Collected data
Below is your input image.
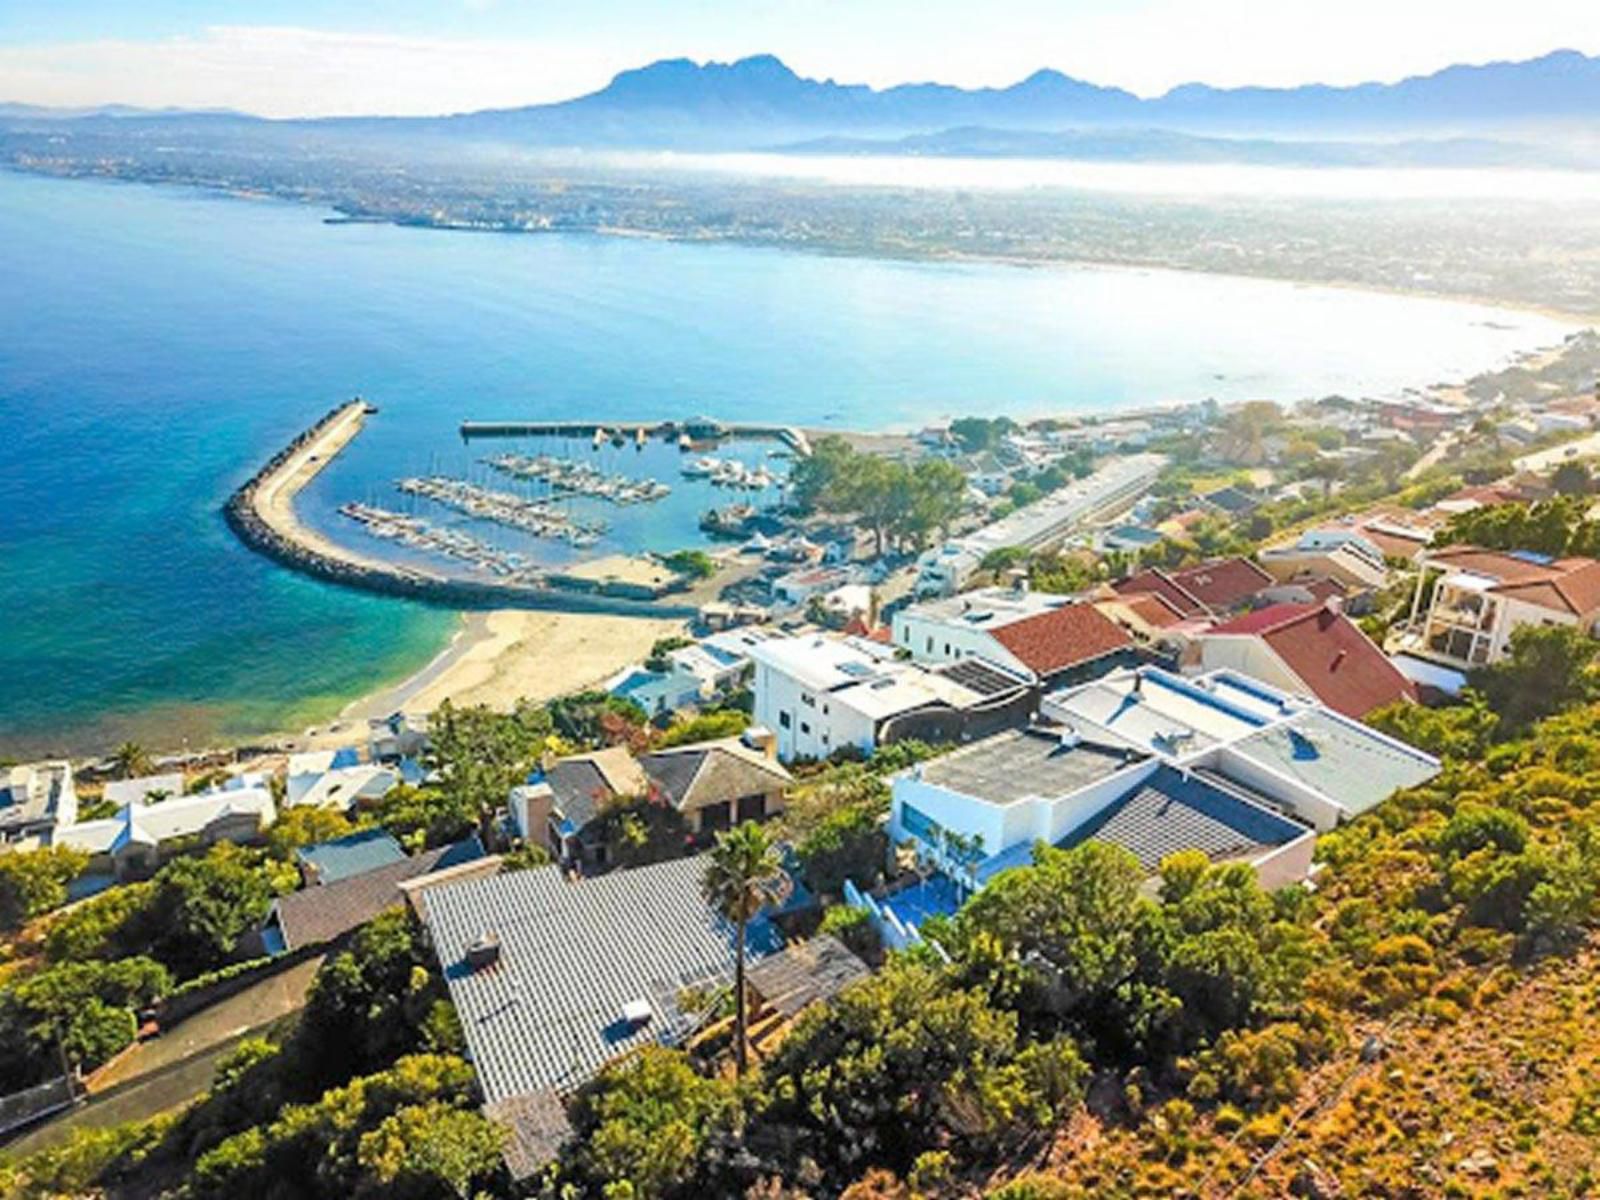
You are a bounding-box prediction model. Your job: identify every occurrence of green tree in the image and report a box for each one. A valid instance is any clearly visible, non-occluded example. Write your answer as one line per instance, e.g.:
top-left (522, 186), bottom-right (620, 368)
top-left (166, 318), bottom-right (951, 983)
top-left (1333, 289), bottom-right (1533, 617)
top-left (701, 821), bottom-right (786, 1076)
top-left (112, 742), bottom-right (152, 780)
top-left (1553, 460), bottom-right (1594, 496)
top-left (1472, 623), bottom-right (1600, 731)
top-left (0, 846), bottom-right (89, 930)
top-left (657, 708), bottom-right (750, 748)
top-left (267, 807), bottom-right (359, 858)
top-left (430, 699), bottom-right (555, 849)
top-left (758, 958), bottom-right (1086, 1184)
top-left (141, 845), bottom-right (274, 977)
top-left (563, 1047), bottom-right (736, 1200)
top-left (355, 1099), bottom-right (505, 1199)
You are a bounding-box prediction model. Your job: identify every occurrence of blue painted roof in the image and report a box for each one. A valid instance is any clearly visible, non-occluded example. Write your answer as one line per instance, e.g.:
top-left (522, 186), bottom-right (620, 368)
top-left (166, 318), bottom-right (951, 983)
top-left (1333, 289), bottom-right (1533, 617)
top-left (297, 827), bottom-right (407, 884)
top-left (330, 747), bottom-right (360, 769)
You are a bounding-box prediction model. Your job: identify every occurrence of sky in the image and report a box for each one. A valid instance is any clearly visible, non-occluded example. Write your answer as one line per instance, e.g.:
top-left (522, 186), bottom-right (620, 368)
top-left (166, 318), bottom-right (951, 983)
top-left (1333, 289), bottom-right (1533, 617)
top-left (2, 0), bottom-right (1598, 118)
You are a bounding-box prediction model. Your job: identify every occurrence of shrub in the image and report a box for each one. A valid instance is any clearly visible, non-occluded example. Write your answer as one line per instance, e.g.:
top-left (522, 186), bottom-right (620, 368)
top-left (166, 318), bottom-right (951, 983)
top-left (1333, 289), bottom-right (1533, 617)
top-left (0, 846), bottom-right (91, 930)
top-left (819, 904), bottom-right (881, 961)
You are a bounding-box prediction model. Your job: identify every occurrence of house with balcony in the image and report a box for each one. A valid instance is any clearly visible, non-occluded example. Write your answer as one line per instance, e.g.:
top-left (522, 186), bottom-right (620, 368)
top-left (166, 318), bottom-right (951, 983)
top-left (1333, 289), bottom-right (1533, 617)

■ Exercise goal
Output the records above exactly, leaving out pictures.

■ Solution to this problem
Below is your input image.
You are a bounding-box prediction model. Your job: identify every occurrence of green tree in the image and report a box for each one. A valid instance is any clearly visible, non-occluded example. Write your answer as one line per instance, e.g.:
top-left (522, 186), bottom-right (620, 368)
top-left (166, 318), bottom-right (951, 983)
top-left (1333, 289), bottom-right (1533, 617)
top-left (701, 821), bottom-right (786, 1076)
top-left (112, 742), bottom-right (152, 780)
top-left (1553, 460), bottom-right (1594, 496)
top-left (1472, 623), bottom-right (1600, 731)
top-left (0, 846), bottom-right (89, 930)
top-left (657, 708), bottom-right (750, 748)
top-left (267, 807), bottom-right (359, 858)
top-left (430, 699), bottom-right (555, 849)
top-left (758, 958), bottom-right (1086, 1184)
top-left (141, 845), bottom-right (274, 977)
top-left (563, 1047), bottom-right (736, 1200)
top-left (355, 1099), bottom-right (505, 1199)
You are a bounding-box prediction model. Your job: identify every occurrence of blue painted roof in the image and report a box for each one. A valid instance is any clearly visible, non-occluded example. Write your answer as one line per instance, e.g.:
top-left (522, 186), bottom-right (620, 368)
top-left (166, 318), bottom-right (951, 983)
top-left (1333, 289), bottom-right (1533, 617)
top-left (297, 827), bottom-right (407, 884)
top-left (330, 747), bottom-right (360, 769)
You are a bounding-box prediction model. Your job: identify every occurrence of sky in the image and report a box for each one. A valid instance is any clearly visible, non-occluded example. Write your answer as one line per instance, e.g.:
top-left (522, 186), bottom-right (620, 368)
top-left (166, 318), bottom-right (951, 983)
top-left (1333, 289), bottom-right (1533, 617)
top-left (2, 0), bottom-right (1598, 118)
You are a bounding-box prediction model. Your job: identify every occurrence of shrub in the image and report a box for each one. A valid instance is any clearly visible, non-occluded example. Write your answer as one line per instance, e.g.:
top-left (522, 186), bottom-right (620, 368)
top-left (166, 318), bottom-right (951, 983)
top-left (1333, 289), bottom-right (1533, 617)
top-left (0, 846), bottom-right (91, 930)
top-left (819, 904), bottom-right (881, 961)
You are a bounding-box prediction model. Your job: identify every occurrence of house with balcony in the image and report a box for each one. A valid instance is any clearly visible, non-occluded example. Write your answer as one line per instance, e.g.:
top-left (522, 186), bottom-right (620, 368)
top-left (166, 318), bottom-right (951, 983)
top-left (1333, 289), bottom-right (1533, 617)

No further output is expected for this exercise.